Today we learned that in the 1960s, the sugar industry paid three Harvard scientists to play down the link between sugar and heart disease, while promoting fat as the culprit instead.


This means that for the past five decades, research into the role of nutrition and heart disease, including many of today’s dietary recommendations, were largely shaped by the sugar industry.


The notion of the food industry influencing nutrition science is nothing new. Last year it was revealed that Coca-Cola provided millions of dollars in funding to researchers who were looking to play down the link between sugary drinks and obesity. 


You probably haven’t spent a ton of time wondering what happens to your body after you eat something sugary – it goes in there with all the rest of the food you consume and keeps you alive – end of story. Well, sugar is definitely important to staying alive; carbohydrates are the primary source of energy and play an important role in the functioning of the internal organs, the nervous system and the muscles. But our systems do not need sugar in the quantity that we are used to.


Before food processing, when sugar was mainly obtained from fruits and vegetables, people consumed about 30 grams per day of it. Today, an average American consumes 76 grams a day, which is about 19 teaspoons. That adds up to 96 pounds of sugar yearly (40 lbs. of which is high fructose corn syrup). Canadians consume slightly lower amounts at 88 pounds. The World Health Organization would like to see the number get down to 25 grams a day for both men and women (6 ¼ teaspoons).

Excerpts from a dataset
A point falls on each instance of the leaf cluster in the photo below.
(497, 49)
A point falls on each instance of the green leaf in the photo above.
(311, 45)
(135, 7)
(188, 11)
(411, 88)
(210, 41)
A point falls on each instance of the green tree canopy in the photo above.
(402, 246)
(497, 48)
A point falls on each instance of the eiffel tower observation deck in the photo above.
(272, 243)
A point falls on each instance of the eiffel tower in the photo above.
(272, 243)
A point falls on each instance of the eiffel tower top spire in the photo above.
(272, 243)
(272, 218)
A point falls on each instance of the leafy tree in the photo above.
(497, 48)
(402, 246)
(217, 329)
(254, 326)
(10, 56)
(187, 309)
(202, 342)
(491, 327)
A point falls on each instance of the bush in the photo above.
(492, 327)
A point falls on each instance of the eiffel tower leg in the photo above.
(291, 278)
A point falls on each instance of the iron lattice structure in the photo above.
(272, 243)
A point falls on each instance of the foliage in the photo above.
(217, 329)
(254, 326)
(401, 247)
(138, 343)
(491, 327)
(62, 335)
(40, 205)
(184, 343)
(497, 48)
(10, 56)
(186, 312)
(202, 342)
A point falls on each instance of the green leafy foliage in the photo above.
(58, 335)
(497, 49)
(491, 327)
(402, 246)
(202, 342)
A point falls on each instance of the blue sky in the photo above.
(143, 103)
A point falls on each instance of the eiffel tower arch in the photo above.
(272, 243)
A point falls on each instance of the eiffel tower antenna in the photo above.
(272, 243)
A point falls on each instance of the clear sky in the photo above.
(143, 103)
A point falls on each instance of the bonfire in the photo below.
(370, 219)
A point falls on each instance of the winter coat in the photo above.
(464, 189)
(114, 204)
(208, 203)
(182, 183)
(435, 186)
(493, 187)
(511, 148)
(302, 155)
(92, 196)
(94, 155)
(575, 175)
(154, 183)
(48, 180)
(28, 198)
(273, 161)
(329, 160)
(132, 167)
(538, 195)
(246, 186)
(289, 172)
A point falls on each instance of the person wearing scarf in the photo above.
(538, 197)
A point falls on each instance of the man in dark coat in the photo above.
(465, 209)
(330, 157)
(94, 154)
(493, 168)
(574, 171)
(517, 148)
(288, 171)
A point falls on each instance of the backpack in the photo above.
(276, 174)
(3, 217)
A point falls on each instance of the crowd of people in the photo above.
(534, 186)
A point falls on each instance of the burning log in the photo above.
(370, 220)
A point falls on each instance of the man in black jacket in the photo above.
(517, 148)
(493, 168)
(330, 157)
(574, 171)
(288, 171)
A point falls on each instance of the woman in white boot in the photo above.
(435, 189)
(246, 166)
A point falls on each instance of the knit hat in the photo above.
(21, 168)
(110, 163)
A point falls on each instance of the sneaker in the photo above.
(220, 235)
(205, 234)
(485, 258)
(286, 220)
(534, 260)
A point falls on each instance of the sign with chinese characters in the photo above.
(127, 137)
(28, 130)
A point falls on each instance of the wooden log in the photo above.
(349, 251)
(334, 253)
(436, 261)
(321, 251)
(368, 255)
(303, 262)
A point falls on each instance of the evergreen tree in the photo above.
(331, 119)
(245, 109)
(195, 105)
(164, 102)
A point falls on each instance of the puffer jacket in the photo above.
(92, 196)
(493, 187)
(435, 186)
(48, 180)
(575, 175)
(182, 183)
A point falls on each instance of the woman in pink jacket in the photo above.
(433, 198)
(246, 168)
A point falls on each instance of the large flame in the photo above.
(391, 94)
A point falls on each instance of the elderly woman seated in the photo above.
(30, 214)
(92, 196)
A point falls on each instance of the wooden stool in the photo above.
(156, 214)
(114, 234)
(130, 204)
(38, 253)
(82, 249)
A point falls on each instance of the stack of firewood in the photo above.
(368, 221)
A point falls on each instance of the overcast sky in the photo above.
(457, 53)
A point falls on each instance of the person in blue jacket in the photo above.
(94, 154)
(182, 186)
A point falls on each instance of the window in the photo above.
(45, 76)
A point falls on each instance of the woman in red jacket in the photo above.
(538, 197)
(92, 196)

> **Study questions**
a – According to the passage on sugar and heart disease, why have the past five decades of research into nutrition and heart disease been largely shaped by the sugar industry?
b – Duplicate the passage on sugar and heart disease, everything from "The notion of" down to "drinks and obesity.".
The items come from a separate source.

> **Task answers**
a – In the 1960s, the sugar industry paid three Harvard scientists to play down the link between sugar and heart disease and to promote fat as the culprit instead. That influence shaped the research that followed, including many of today's dietary recommendations.

b –
The notion of the food industry influencing nutrition science is nothing new. Last year it was revealed that Coca-Cola provided millions of dollars in funding to researchers who were looking to play down the link between sugary drinks and obesity.